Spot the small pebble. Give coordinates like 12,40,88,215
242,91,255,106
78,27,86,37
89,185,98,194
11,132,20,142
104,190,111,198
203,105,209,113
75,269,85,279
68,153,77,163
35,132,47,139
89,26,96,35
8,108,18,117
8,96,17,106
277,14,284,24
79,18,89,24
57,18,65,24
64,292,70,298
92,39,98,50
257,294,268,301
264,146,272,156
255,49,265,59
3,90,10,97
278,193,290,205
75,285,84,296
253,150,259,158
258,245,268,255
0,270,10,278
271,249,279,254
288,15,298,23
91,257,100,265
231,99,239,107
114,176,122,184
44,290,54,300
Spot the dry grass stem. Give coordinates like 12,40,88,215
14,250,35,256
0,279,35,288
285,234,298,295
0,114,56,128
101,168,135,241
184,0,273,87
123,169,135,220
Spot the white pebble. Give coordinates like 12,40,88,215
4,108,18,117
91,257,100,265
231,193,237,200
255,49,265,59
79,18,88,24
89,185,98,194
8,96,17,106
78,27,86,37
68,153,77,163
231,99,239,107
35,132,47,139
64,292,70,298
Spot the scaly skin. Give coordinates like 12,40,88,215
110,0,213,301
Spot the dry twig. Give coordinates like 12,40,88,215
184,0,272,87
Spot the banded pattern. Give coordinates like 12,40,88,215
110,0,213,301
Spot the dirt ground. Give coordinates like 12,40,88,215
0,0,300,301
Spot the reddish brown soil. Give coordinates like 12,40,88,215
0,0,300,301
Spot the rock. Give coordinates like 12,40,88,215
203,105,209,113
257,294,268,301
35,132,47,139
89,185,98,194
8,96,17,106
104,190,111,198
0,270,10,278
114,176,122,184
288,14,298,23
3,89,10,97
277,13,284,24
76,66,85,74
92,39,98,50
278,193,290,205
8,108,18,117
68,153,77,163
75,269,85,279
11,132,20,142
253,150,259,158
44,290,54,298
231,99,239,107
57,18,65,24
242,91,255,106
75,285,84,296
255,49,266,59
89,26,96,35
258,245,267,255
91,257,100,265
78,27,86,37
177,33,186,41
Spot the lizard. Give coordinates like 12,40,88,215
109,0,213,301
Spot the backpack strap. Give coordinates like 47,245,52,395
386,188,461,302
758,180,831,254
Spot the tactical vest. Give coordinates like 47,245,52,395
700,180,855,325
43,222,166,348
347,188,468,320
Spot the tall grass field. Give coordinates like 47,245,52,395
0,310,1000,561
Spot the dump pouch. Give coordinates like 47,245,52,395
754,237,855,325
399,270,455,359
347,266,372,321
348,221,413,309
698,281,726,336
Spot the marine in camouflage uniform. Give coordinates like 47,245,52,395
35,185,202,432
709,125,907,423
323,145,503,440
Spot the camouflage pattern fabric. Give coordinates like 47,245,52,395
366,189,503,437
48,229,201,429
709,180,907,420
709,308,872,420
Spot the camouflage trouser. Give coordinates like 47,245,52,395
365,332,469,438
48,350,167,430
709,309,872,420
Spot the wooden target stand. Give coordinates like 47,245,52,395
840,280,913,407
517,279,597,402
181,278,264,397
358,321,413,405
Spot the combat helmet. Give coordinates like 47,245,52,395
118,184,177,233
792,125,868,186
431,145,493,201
# # #
将以上全部条目中的“pebble”改为“stone”，其余内容一律不动，然后完整写出修改后的条目。

最终答案 =
Spot the small stone. Give coordinates like 12,40,88,215
242,91,255,106
78,27,86,37
89,185,98,194
11,132,20,142
104,190,111,198
203,105,209,113
75,269,85,279
68,153,77,163
35,132,47,139
89,26,96,35
8,108,18,117
8,96,17,106
277,14,284,24
79,18,89,24
57,18,65,24
64,292,70,298
92,39,98,50
257,294,268,301
264,146,272,156
255,49,265,59
3,90,10,97
278,193,290,205
75,285,84,296
253,150,259,158
258,245,268,255
0,270,10,278
271,249,279,254
288,15,298,23
91,257,100,265
231,99,239,107
114,176,122,184
44,290,54,300
Spot the dry grass stem. Give coordinates like 12,40,88,215
14,250,35,256
0,279,35,288
285,234,298,295
0,114,56,128
101,168,135,241
184,0,273,87
123,169,135,220
Spot the white stone. Give coordinates like 12,40,88,215
4,108,18,117
91,257,100,265
231,193,237,200
255,49,265,59
79,18,88,24
89,185,98,194
8,96,17,106
78,27,86,37
68,153,77,163
231,99,239,107
35,132,47,139
64,292,70,298
Spot the scaly skin. Give coordinates like 12,40,88,215
110,0,213,301
Spot the dry twig. Give coordinates like 12,40,88,215
184,0,272,87
Spot the banded pattern. Give coordinates like 12,40,88,215
110,0,213,301
Spot the dirt ground. Give coordinates like 12,40,88,215
0,0,300,301
Spot the reddish brown soil. Give coordinates like 12,40,88,215
0,0,300,301
Spot the rock. Give coordinates like 12,40,88,215
203,105,209,113
257,294,268,301
35,132,47,139
89,185,98,194
8,96,17,106
104,190,111,198
0,270,10,278
114,176,122,184
288,14,298,23
3,89,10,97
277,13,284,24
76,66,85,74
92,39,98,50
278,193,290,205
8,108,18,117
68,153,77,163
75,269,85,279
11,132,20,142
253,150,259,158
44,290,54,298
231,99,239,107
57,18,65,24
242,91,255,106
75,285,84,296
255,49,266,59
89,26,96,35
258,245,267,255
91,257,100,265
78,27,86,37
177,33,186,41
Spot the lizard. Give coordinates like 12,40,88,215
109,0,213,301
Spot the backpack strap. Give coordinates like 47,245,52,395
386,188,461,302
758,180,831,254
Spot the tactical vest. Give coordinates like 47,245,52,395
700,180,855,325
43,222,166,348
347,188,468,320
Spot the tall grass field. Give coordinates like 47,245,52,395
0,310,1000,561
Spot the dump pouch. Give coordinates like 47,245,52,395
754,237,855,325
399,270,455,359
347,266,372,321
348,221,413,309
698,281,726,336
Spot the marine in camouflage uniform. Give coordinates like 47,245,52,395
35,185,202,432
709,125,907,423
323,145,503,440
Spot the camouflage pattern fabric. Give coordinates like 47,245,52,395
366,189,503,437
48,229,201,429
709,180,907,420
709,308,872,420
Spot the camouflage trouser. Give coordinates like 47,245,52,395
365,332,469,438
48,350,167,430
709,309,872,420
Spot the wooden target stand. Give coordinates like 47,245,52,395
840,280,913,407
517,279,597,402
181,278,264,397
358,321,413,405
Spot the combat helmet. Give coordinates like 47,245,52,395
118,184,177,233
792,125,868,186
431,145,493,201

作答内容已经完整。